* [Excerpt provided]
= Beginning of Section =
“What’s it like to fly on a plane?” 11-year-old Becca texted me.
Becca is blind, and she is my friend. She lives in north Alabama, and her parents are canonized saints. She has had quite a childhood.
Quite a childhood indeed.
“You wanna know what it’s like to fly?” I texted back.
At the time I was sitting in the plane, flying livestock class, the cheapest way to fly, unless you strap yourself to the landing gears. Sometimes livestock-class passengers have to ride with chickens or various Billy goats on their laps.
Right now, seated on my lap is a laying hen named Gertrude. Gertrude is fussy and, apparently, suffering lower intestinal problems.
“Tell me what it’s like to fly,” texts Becca.
Becca is a grade-schooler who has become my good friend. I’m not sure how our friendship happened. But it did.
Among other things, we have music in common. Becca has a voice like a cherub, a mind like a razor, and she is cuter than a duck in a hat.
Becca and I have performed together onstage before. It was a success.
= End of Section =
Referring expression grounding data
= Beginning of Section =
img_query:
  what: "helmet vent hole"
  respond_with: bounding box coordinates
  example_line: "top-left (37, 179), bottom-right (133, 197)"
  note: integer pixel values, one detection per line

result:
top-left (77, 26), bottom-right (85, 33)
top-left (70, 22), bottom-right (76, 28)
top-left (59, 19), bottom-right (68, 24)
= End of Section =
* [Directions]
**A.** Answer these questions about the story of Becca and the plane ride:
(i) Where does Becca live?
(ii) What is the name of the laying hen on the narrator's lap?
(iii) Among other things, what do the narrator and Becca have in common?
**B.** Write a continuation of the story about Becca asking what it's like to fly, starting after its final sentence.

* [Answer list]
**A.**
(i) North Alabama
(ii) Gertrude
(iii) Music

**B.**
Last month, at one of my recent shows, she accompanied me and sang “O What A Beautiful Morning,” then “Amazing Grace.”
Then Becca told the whole audience how she lost her vision, and how the first face she expects to see someday is God’s face.
She brought the house down. People wept so hard I heard audience members blowing snot into their shirttails. People were not just crying. These were sobs, complete with wailing and moaning.
Becca received so many standing ovations that evening that many audience members reported that they were in need of emergency meniscus surgery.
It was a night I’ll cherish for the rest of my life.
“I’ve never been on a boat or a plane,” Becca texted as my plane lifted off. “Tell me what it’s like…”
“It’s like riding a tornado,” I texted back.
And I’m not lying, either. I hate to fly. Flying is modern day medieval torture. You’re sitting, cramped, between hundreds of stinky people who do not bathe regularly or wear anti-perspirant, and are grumpy, and everyone either had a communicable illnesses or bad gas, which they are quite eager to share with you.
“You don’t want to fly,” I text back.
“Yes I do.”
This made me smile.
Namely, because Becca texts me occasionally. And her messages are the greatest joy I’ve ever known.
I am so grateful that her parents encourage her to text me. For she is a wise child, a kid who knows more about life than I ever will.
Becca was an infant born to those addicted to drugs. She was abandoned. Then she was adopted by two parents (Justin and Mina) who deserve to have their portraits painted in the Sistine Chapel for all they’ve done to help children who need love.
Let the record show: Becca’s parents are my heroes.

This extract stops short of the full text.